Brontekst:
Het verloop van de procedure blijkt uit:
  • het verzoekschrift met bijlagen van de vrouw, ingekomen op 04 augustus 2023;
  • het bericht met bijlagen van de vrouw van 29 februari 2024;
  • het verweerschrift tevens zelfstandig verzoek met bijlagen van de man, ingekomen op 29 februari 2024.
1.2.
De mondelinge behandeling van de zaak heeft plaatsgevonden op 6 maart 2023. Daarbij zijn verschenen:
  • de vrouw, bijgestaan door haar advocaat;
  • de man, bijgestaan door zijn advocaat;
  • de raad voor de kinderbescherming Rotterdam-Dordrecht (hierna: de raad), vertegenwoordigd door [naam 3].
1.3.
De oudste minderjarige is, gelet op zijn leeftijd, in de gelegenheid gesteld zijn mening kenbaar te maken. De minderjarige heeft hier gebruik van gemaakt.

2.De vaststaande feiten

2.1.

Opdracht 1: Op welke datum is volgens de brontekst het verzoekschrift van de vrouw ingekomen?
Opdracht 2: Herschrijf een deel van de brontekst: begin bij "Het verloop van" en stop na "29 februari 2024.". Vervang daarin "bericht" door "schrijven".
Opdracht 3: Schrijf de brontekst verder vanaf het punt waar hij ophoudt.

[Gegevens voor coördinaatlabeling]
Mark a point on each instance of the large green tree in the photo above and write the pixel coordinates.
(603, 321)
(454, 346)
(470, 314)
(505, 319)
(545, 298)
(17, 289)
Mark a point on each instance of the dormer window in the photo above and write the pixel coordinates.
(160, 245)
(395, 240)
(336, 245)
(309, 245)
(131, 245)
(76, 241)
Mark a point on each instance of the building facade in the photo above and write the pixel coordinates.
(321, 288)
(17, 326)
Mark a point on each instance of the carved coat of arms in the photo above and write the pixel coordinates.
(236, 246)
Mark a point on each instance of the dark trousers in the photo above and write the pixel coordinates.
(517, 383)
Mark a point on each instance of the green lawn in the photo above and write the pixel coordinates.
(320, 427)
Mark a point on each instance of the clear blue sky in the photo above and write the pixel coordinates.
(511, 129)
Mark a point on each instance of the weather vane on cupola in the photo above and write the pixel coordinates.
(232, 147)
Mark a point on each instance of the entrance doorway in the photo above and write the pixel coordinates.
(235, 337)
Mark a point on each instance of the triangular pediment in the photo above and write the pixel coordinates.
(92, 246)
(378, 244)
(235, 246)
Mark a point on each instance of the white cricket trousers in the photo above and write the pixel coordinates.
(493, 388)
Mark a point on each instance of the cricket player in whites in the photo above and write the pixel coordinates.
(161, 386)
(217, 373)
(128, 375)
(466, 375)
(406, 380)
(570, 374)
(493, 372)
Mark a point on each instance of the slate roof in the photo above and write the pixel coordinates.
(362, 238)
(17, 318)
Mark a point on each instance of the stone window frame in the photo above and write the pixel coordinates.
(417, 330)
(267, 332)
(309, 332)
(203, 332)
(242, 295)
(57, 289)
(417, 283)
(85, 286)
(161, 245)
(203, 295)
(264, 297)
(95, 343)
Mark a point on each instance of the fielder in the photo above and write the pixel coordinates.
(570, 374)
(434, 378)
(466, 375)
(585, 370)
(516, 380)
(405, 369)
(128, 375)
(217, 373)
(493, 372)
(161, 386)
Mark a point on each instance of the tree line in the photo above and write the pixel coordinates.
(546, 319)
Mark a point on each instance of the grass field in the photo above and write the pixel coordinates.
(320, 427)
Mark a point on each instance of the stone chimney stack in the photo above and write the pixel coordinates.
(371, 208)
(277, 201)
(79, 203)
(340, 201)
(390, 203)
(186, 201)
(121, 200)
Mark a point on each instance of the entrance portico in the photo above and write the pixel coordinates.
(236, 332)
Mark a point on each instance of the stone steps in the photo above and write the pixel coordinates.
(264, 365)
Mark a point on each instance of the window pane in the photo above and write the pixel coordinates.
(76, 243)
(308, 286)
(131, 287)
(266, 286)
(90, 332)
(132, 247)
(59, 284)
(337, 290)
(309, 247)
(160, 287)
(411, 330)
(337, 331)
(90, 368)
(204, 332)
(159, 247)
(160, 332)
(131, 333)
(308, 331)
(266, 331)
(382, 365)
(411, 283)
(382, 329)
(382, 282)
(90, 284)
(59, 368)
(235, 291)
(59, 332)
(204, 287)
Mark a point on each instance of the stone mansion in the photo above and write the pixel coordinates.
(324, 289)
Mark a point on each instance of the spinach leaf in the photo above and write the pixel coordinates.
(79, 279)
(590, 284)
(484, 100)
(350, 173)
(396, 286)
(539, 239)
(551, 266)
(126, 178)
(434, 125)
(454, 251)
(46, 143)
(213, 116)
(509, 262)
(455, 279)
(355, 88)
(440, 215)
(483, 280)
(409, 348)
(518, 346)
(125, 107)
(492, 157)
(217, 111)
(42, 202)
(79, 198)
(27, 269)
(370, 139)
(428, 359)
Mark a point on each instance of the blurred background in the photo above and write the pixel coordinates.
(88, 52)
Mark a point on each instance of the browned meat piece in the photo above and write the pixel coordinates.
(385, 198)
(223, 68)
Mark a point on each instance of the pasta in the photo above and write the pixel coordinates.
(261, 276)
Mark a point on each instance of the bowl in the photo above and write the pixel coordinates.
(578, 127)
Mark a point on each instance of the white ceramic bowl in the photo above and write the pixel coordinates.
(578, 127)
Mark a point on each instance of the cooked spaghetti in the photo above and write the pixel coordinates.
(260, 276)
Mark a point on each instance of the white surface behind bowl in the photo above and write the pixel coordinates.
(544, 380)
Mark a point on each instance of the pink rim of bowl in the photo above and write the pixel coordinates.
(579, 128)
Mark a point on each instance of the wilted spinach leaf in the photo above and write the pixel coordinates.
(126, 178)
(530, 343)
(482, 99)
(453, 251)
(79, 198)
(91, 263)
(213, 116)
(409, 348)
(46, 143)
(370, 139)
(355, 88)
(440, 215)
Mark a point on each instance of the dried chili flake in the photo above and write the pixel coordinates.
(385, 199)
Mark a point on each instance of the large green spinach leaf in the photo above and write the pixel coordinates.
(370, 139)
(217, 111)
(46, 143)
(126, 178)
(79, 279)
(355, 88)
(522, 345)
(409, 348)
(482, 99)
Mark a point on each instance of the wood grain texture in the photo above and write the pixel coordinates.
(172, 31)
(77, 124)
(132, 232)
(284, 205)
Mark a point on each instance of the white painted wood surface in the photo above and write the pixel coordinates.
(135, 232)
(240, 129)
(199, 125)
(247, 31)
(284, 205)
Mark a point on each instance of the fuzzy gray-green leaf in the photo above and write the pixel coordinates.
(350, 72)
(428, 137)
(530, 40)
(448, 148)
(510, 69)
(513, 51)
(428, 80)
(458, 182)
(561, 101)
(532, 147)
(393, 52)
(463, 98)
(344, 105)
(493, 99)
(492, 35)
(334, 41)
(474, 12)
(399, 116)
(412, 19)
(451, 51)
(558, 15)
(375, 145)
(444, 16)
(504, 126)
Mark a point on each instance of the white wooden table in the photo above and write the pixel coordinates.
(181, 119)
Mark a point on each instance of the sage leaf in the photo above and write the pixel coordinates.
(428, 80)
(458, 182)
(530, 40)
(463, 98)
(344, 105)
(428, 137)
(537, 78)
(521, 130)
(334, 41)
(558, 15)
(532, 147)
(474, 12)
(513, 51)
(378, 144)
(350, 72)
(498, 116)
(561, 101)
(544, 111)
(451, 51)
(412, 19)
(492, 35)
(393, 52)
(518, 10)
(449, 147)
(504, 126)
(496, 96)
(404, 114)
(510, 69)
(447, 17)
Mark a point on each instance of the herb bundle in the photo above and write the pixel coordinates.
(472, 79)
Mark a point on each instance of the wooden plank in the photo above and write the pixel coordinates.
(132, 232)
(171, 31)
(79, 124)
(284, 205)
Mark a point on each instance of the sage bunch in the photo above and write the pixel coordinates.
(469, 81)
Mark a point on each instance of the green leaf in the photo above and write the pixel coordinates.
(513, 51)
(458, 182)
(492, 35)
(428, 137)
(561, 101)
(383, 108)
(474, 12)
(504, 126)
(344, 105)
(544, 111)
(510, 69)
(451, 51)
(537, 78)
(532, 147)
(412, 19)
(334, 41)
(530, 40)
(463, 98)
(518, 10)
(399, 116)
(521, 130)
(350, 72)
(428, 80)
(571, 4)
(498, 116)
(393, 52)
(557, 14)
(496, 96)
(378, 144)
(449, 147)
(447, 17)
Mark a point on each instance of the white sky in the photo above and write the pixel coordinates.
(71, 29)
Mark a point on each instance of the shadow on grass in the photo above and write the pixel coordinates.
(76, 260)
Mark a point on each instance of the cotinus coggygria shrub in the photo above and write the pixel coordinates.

Antwoord 1: Op 04 augustus 2023.

Antwoord 2:
Het verloop van de procedure blijkt uit:
  • het verzoekschrift met bijlagen van de vrouw, ingekomen op 04 augustus 2023;
  • het schrijven met bijlagen van de vrouw van 29 februari 2024;
  • het verweerschrift tevens zelfstandig verzoek met bijlagen van de man, ingekomen op 29 februari 2024.

Antwoord 3:
De vrouw en de man zijn de ouders van de minderjarigen:
[minderjarige 1], geboren op [geboortedatum 1] 2011 te [geboorteplaats 1];
[minderjarige 2], geboren op [geboortedatum 2] 2014 te [geboorteplaats 2];
[minderjarige 3], geboren op [geboortedatum 3] 2017 te [geboorteplaats 3];
hierna respectievelijk te noemen: [minderjarige 1], [minderjarige 2] en [minderjarige 3].
2.2.
Het huwelijk van de vrouw en de man is op 17 maart 2020 ontbonden door inschrijving van de echtscheidingsbeschikking van 3 maart 2020 in de registers van de burgerlijke stand.
2.3.
De vrouw en de man hebben gezamenlijk het ouderlijk gezag over de minderjarigen.
2.4.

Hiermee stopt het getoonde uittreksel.